### Goal
Recast the listing below as a Markdown table with columns headed Row and Line text, covering only the part from the start of the listing through the line containing "57 23 L 60 30" and numbering each row. Leave out blank lines and pictures.

### Records shown
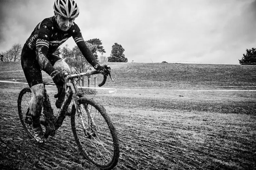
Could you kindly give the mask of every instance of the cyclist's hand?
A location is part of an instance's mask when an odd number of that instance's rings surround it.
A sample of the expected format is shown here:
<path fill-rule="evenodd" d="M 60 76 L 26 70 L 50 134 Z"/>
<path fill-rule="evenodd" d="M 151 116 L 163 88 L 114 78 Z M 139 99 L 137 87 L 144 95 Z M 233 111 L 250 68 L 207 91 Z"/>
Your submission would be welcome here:
<path fill-rule="evenodd" d="M 65 84 L 65 78 L 63 74 L 57 71 L 54 71 L 51 74 L 53 82 L 57 86 L 63 86 Z"/>

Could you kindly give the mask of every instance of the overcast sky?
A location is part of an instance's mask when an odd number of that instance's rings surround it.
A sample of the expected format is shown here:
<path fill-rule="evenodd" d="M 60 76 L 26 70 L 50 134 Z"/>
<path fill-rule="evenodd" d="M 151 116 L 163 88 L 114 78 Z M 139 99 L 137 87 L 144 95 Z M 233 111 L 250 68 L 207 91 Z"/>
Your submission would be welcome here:
<path fill-rule="evenodd" d="M 54 0 L 0 0 L 0 52 L 53 15 Z M 117 42 L 128 61 L 238 64 L 256 44 L 256 0 L 76 0 L 85 40 Z M 72 37 L 63 45 L 75 45 Z"/>

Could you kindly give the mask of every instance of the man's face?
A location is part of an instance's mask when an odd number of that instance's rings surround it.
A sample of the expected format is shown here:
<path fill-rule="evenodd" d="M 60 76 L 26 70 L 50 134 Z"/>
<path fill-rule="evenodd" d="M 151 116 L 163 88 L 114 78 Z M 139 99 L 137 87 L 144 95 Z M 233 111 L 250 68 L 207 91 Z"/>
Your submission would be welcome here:
<path fill-rule="evenodd" d="M 57 23 L 60 30 L 63 31 L 67 31 L 74 22 L 74 19 L 68 18 L 57 15 Z"/>

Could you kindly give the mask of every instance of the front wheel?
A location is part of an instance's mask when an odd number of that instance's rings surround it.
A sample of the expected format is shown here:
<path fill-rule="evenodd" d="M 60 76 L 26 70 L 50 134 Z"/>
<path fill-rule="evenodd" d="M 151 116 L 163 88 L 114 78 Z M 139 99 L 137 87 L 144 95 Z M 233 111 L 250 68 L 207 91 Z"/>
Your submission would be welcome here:
<path fill-rule="evenodd" d="M 117 163 L 119 146 L 110 118 L 105 108 L 93 100 L 82 97 L 77 102 L 78 111 L 72 109 L 71 124 L 79 148 L 88 160 L 99 168 L 113 168 Z"/>

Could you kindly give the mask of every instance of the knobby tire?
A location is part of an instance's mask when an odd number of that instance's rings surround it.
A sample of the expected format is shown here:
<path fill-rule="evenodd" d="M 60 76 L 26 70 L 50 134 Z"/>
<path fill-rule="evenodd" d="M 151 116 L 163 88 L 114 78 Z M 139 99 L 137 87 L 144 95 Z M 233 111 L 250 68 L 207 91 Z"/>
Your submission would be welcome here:
<path fill-rule="evenodd" d="M 74 137 L 80 149 L 87 160 L 100 168 L 110 169 L 113 168 L 117 163 L 119 151 L 117 132 L 105 108 L 94 102 L 93 100 L 81 97 L 77 101 L 82 108 L 84 108 L 86 107 L 90 108 L 90 112 L 92 113 L 92 111 L 95 111 L 95 112 L 98 113 L 99 114 L 97 116 L 96 114 L 94 117 L 93 115 L 91 115 L 96 125 L 97 128 L 98 126 L 97 132 L 94 134 L 97 135 L 94 137 L 86 137 L 85 134 L 85 131 L 83 131 L 83 129 L 81 127 L 81 122 L 76 114 L 74 106 L 73 106 L 71 117 L 71 125 Z M 88 116 L 86 114 L 84 116 L 87 117 L 83 117 L 84 123 L 86 124 L 88 122 L 86 126 L 90 126 L 88 125 L 90 120 Z M 88 128 L 87 130 L 89 128 Z M 109 131 L 108 133 L 107 131 Z M 109 140 L 111 141 L 109 141 Z M 100 150 L 101 149 L 102 150 L 102 151 Z M 99 153 L 98 153 L 98 152 Z M 106 154 L 106 157 L 104 157 L 104 154 Z M 94 158 L 94 157 L 96 157 L 96 158 Z"/>
<path fill-rule="evenodd" d="M 26 97 L 28 98 L 27 100 L 25 98 L 25 97 L 24 97 L 24 96 L 26 96 Z M 28 114 L 28 116 L 30 114 L 31 115 L 29 111 L 29 102 L 30 101 L 30 99 L 32 97 L 32 94 L 31 93 L 31 90 L 29 87 L 25 87 L 22 90 L 18 97 L 18 112 L 19 114 L 19 119 L 20 119 L 20 122 L 23 128 L 29 135 L 29 137 L 33 138 L 32 134 L 30 132 L 30 130 L 29 130 L 30 127 L 28 127 L 28 125 L 29 125 L 25 122 L 26 119 L 27 119 L 28 120 L 27 120 L 27 122 L 31 121 L 32 123 L 32 119 L 29 120 L 29 117 L 26 117 L 26 114 Z"/>

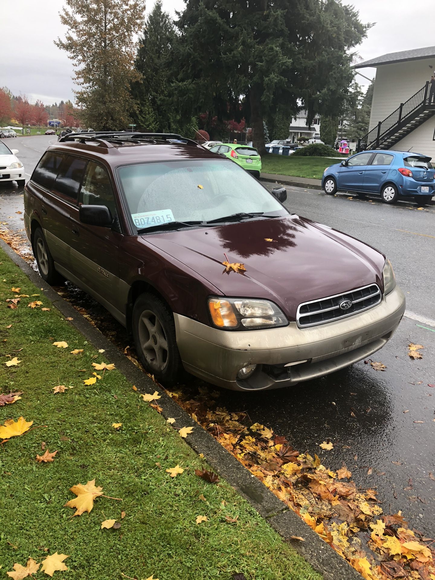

### Final result
| Row | Line text |
|---|---|
| 1 | Could you kindly give the mask of every instance of the cyclist's hand? |
| 2 | A location is part of an instance's mask when an odd number of that instance's rings surround it. |
| 3 | A sample of the expected format is shown here: |
| 4 | <path fill-rule="evenodd" d="M 60 76 L 26 70 L 50 134 Z"/> |
| 5 | <path fill-rule="evenodd" d="M 151 116 L 163 88 L 114 78 Z M 139 99 L 137 87 L 144 95 Z M 233 111 L 250 68 L 207 91 Z"/> |
| 6 | Your submission would be welcome here: |
| 7 | <path fill-rule="evenodd" d="M 65 84 L 65 78 L 63 74 L 57 71 L 54 71 L 51 74 L 53 82 L 57 86 L 63 86 Z"/> |
| 8 | Could you kindly give the mask of every instance of the overcast sky? |
| 9 | A location is part of an instance's mask when an odd number of that instance's rings surround it. |
| 10 | A sample of the expected format is shown here: |
| 11 | <path fill-rule="evenodd" d="M 60 76 L 26 70 L 50 134 Z"/> |
| 12 | <path fill-rule="evenodd" d="M 151 116 L 163 88 L 114 78 Z M 139 99 L 137 87 L 144 95 Z M 233 111 L 250 68 L 207 91 Z"/> |
| 13 | Your submission would be welcome here: |
| 14 | <path fill-rule="evenodd" d="M 54 0 L 0 0 L 0 52 L 53 15 Z M 117 42 L 128 61 L 238 64 L 256 44 L 256 0 L 76 0 L 85 40 Z M 72 37 L 63 45 L 75 45 Z"/> |
| 15 | Could you kindly give the mask of every instance of the man's face? |
| 16 | A location is part of an instance's mask when an odd number of that instance's rings surround it. |
| 17 | A sample of the expected format is shown here: |
| 18 | <path fill-rule="evenodd" d="M 60 76 L 26 70 L 50 134 Z"/> |
| 19 | <path fill-rule="evenodd" d="M 151 116 L 163 88 L 114 78 Z M 139 99 L 137 87 L 144 95 Z M 233 111 L 250 68 L 207 91 Z"/> |
| 20 | Your submission would be welcome here: |
| 21 | <path fill-rule="evenodd" d="M 57 23 L 60 30 L 63 31 L 67 31 L 74 22 L 74 19 L 68 18 L 57 15 Z"/> |